DATASET EXTRACT:
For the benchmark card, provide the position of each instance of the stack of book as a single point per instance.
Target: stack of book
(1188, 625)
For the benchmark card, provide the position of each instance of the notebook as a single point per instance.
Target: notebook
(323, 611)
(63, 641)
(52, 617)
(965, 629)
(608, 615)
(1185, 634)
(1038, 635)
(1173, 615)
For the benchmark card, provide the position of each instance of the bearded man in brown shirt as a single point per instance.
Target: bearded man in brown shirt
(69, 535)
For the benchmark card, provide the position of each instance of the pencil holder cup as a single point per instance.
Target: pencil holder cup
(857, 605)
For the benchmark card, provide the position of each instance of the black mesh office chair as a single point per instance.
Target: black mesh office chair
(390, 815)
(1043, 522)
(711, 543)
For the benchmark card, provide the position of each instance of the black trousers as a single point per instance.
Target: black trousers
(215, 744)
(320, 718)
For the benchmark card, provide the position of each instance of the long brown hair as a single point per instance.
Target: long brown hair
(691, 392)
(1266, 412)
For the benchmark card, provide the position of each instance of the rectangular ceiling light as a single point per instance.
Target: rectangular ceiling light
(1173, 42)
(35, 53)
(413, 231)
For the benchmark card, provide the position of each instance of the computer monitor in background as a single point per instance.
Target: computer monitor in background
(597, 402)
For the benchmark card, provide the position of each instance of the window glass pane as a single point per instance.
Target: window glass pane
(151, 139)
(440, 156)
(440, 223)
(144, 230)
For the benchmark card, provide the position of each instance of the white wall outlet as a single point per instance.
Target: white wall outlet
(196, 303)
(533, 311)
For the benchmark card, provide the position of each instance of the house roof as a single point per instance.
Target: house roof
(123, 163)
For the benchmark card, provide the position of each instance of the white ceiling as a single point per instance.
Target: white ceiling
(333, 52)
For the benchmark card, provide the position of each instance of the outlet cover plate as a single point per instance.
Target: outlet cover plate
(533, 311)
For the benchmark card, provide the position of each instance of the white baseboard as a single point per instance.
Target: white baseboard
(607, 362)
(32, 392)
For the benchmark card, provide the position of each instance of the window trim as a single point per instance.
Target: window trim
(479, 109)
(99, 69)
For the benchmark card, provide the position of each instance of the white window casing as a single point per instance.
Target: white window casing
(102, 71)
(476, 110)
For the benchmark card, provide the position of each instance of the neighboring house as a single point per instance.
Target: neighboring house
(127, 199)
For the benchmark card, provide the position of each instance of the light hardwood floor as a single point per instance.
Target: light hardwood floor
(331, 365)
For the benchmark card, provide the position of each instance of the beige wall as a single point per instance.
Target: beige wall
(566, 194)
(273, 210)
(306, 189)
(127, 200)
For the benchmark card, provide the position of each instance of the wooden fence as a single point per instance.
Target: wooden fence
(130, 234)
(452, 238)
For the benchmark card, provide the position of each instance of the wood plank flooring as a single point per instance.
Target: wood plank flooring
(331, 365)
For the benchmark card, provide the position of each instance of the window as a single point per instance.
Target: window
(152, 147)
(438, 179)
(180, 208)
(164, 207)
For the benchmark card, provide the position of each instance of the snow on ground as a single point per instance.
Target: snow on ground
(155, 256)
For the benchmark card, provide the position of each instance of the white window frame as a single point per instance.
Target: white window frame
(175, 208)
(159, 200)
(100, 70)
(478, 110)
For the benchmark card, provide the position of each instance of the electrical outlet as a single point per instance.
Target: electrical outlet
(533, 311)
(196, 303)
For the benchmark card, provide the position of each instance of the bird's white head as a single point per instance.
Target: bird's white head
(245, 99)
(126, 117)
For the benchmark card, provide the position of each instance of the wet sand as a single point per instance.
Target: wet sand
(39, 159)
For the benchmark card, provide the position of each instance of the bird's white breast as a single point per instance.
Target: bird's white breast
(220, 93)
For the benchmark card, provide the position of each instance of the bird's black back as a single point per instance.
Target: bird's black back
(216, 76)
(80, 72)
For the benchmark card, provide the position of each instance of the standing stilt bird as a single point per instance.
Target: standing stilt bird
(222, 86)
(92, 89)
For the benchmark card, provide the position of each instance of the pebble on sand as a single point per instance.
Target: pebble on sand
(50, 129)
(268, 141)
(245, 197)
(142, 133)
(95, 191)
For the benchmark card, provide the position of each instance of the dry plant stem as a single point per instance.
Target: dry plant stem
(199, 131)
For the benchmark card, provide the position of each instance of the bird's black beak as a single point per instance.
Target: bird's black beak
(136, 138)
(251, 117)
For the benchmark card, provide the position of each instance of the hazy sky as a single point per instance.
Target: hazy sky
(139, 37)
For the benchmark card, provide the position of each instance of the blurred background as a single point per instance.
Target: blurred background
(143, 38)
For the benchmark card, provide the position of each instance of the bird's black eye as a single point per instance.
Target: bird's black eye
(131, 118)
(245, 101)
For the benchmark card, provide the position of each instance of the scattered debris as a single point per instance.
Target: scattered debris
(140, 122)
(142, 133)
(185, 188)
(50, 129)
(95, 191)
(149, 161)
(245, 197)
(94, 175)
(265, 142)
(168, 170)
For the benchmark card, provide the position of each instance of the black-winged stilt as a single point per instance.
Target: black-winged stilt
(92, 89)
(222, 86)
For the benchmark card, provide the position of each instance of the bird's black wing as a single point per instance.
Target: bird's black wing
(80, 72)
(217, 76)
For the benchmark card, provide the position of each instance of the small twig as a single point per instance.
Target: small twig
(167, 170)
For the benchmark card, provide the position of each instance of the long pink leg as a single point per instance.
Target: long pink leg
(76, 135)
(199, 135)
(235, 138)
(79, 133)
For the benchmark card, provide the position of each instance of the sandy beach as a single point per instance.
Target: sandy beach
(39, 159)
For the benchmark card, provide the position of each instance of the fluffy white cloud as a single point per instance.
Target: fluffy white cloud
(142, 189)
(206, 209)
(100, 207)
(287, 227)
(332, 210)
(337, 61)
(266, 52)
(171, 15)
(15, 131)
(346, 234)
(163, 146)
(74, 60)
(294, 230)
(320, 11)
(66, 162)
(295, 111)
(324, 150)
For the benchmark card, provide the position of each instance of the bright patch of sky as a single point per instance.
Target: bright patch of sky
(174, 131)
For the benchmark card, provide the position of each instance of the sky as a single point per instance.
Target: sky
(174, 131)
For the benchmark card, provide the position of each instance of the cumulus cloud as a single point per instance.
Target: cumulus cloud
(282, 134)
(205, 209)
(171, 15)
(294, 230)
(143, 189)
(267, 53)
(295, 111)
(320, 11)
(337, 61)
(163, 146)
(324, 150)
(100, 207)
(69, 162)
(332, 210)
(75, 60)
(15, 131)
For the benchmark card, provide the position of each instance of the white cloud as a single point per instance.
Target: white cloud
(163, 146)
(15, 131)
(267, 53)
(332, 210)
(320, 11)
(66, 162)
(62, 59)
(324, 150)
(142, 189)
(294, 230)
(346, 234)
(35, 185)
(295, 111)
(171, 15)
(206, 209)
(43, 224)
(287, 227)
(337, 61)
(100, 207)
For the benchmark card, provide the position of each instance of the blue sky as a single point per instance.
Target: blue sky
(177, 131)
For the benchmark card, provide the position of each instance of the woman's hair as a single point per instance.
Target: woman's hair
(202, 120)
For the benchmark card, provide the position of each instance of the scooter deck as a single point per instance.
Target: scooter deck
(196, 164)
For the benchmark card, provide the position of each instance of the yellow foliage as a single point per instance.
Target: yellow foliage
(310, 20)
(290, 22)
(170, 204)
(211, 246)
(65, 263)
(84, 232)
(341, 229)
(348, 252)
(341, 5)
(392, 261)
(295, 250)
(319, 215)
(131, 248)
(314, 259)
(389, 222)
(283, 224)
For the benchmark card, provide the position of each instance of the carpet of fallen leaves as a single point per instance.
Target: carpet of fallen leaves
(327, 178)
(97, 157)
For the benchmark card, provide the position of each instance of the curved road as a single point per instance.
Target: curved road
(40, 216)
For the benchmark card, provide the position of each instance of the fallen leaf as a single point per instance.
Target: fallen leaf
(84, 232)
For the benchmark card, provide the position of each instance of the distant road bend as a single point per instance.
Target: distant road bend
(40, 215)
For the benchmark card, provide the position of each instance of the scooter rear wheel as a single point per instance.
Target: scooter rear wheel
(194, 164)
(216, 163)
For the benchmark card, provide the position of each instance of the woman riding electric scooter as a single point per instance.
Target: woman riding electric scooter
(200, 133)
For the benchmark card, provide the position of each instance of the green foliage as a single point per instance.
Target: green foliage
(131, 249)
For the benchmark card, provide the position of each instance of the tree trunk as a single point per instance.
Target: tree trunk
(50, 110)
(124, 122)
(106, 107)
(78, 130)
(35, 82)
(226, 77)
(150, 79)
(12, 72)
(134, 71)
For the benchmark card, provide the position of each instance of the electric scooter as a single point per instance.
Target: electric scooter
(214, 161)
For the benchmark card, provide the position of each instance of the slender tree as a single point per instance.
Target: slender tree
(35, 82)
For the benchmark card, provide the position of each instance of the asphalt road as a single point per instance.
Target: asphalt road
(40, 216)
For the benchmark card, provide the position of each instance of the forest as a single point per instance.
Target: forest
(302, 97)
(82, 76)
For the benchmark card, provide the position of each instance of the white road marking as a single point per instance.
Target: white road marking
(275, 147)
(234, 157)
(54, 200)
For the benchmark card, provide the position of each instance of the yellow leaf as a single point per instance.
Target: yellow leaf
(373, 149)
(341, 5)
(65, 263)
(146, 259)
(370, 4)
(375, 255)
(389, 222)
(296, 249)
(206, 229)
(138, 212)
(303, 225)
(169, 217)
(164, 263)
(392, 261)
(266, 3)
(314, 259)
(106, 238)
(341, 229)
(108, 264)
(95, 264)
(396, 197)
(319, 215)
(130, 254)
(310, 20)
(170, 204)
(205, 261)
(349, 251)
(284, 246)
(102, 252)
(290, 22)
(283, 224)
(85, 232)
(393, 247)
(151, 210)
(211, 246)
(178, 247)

STATED GOAL:
From the line holding "the electric scooter" to the last line of the records, quote each line exactly and add nothing.

THE OUTPUT:
For the benchmark card, provide the position of each instance of the electric scooter as a single point per instance.
Target: electric scooter
(214, 161)
For the benchmark card, provide the position of each instance of the slender tree as a single point per instance.
Target: slender tree
(35, 82)
For the benchmark card, provide the position of each instance of the asphalt road as a single point per instance.
Target: asphalt road
(40, 216)
For the benchmark card, provide the position of each instance of the forest as a single point per instance.
Target: forest
(302, 97)
(82, 76)
For the benchmark card, provide the position of each instance of the white road marking as a single point per instance.
Target: white road marking
(275, 147)
(234, 157)
(54, 200)
For the benchmark card, provide the position of each instance of the yellow leaf as a single point per instance.
Target: yellow leaf
(373, 149)
(341, 5)
(65, 263)
(146, 259)
(370, 4)
(375, 255)
(389, 222)
(296, 249)
(206, 229)
(138, 212)
(303, 225)
(169, 217)
(164, 263)
(392, 261)
(266, 3)
(314, 259)
(106, 238)
(341, 229)
(108, 264)
(95, 264)
(396, 197)
(319, 215)
(130, 254)
(310, 20)
(170, 204)
(205, 261)
(349, 251)
(284, 246)
(102, 252)
(290, 22)
(283, 224)
(85, 232)
(393, 247)
(151, 210)
(211, 246)
(178, 247)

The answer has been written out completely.